§ EXCERPTED TEXT
_ _ _ _ _ _ _

Wycoff was a prominent fullback for Bill Alexander's Georgia Tech Yellow Jackets football team from 1923 to 1925. He was elected captain of the 1925 team, having been "the outstanding back of the South for the past two years." Coach Alexander recalled "The work of Douglas Wycoff against Notre Dame two years in succession was brilliant in the extreme, as was his plunging against Penn. State when we defeated them twice." He was a consensus All-Southern choice each year he played. Lawrence Perry selected Wycoff first-team All-American in 1924.

Morgan Blake, sports writer for the Atlanta Journal, said of an all-time All-Southern list: "It seems to us that one name is left out in this collection, who may have been the best all-around player the South has had.

"We have reference to Doug Wycoff of Tech who, for three straight years, was practically the unanimous all-Southern football choice, despite the fact that Georgia Tech had very lean years during his period of play at this institution. If Wycoff had been flanked by such a pair of halfbacks as Red Barron and Buck Flowers, or Thomason and Mizell while he was with the Jackets, he would have been an all-American. As it was he had to carry all of the offensive load and on the defense he was a wheelhorse. He was a great punter and passer. If Wycoff was not the best all-around player the South had produced then he was very close to the peak."

==Professional football==

===Newark Bears===
Wycoff played professional football with the 1926 Newark Bears in the first American Football League (AFL), with several other former Georgia Tech players including Jimmy Brewster, Vaughan Connelly, and Ike Williams. Wycoff scored the Bears only points in their short existence, having a touchdown run and kicking the extra point to tie the Chicago Bulls in both teams’ opening game of the season.

===Miami Seahawks===
He was one time part owner of the Miami Seahawks.

==Professional wrestling==
Wycoff also wrestled. He once beat former Florida Gators fullback Bill Middlekauff in a match, the main event at the Atlanta Municipal Auditorium for Georgia Championship Wrestling promoter Henry Weber.

_ _ _ _ _ _ _

§ STORED DATA
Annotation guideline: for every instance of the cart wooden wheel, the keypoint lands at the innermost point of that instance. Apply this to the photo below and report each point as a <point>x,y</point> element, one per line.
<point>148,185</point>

_ _ _ _ _ _ _

§ WORK INSTRUCTIONS
In the Douglas Wycoff text, who selected Wycoff as a first-team All-American in 1924?

§ WRITTEN ANSWER
Lawrence Perry